=== Try it ===
All of the data that follows is to be printed exactly, without pictures.

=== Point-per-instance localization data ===
= = = = =
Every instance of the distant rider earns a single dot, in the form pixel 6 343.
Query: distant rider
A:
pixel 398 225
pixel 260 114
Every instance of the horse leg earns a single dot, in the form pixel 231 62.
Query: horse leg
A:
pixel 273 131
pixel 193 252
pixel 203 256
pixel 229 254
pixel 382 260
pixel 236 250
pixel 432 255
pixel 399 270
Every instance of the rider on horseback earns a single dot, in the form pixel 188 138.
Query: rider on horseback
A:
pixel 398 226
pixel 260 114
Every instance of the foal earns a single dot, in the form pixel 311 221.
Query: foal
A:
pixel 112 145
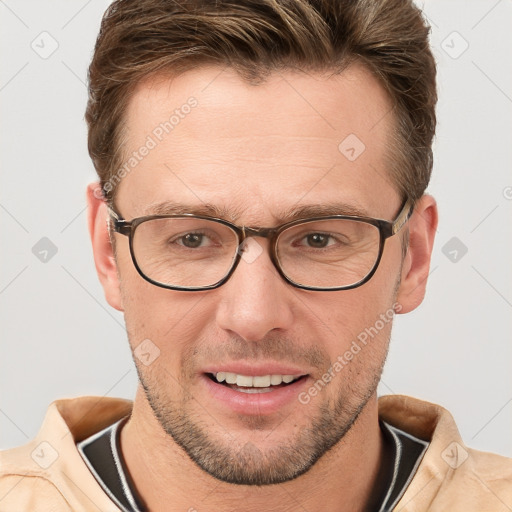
= = = = =
=== Solved exercise ===
Every instance of the distant rider earns a single dot, in the form pixel 6 343.
Query: distant rider
A:
pixel 398 225
pixel 260 114
Every instance of the horse leg earns a single dot, in the form pixel 231 62.
Query: horse leg
A:
pixel 273 131
pixel 193 252
pixel 203 256
pixel 229 254
pixel 382 260
pixel 236 250
pixel 432 255
pixel 399 270
Every instance of the rider on horseback earns a single dot, in the form pixel 188 138.
Query: rider on horseback
A:
pixel 398 226
pixel 260 114
Every instance of the foal earns a single dot, in the form pixel 311 221.
Query: foal
A:
pixel 112 145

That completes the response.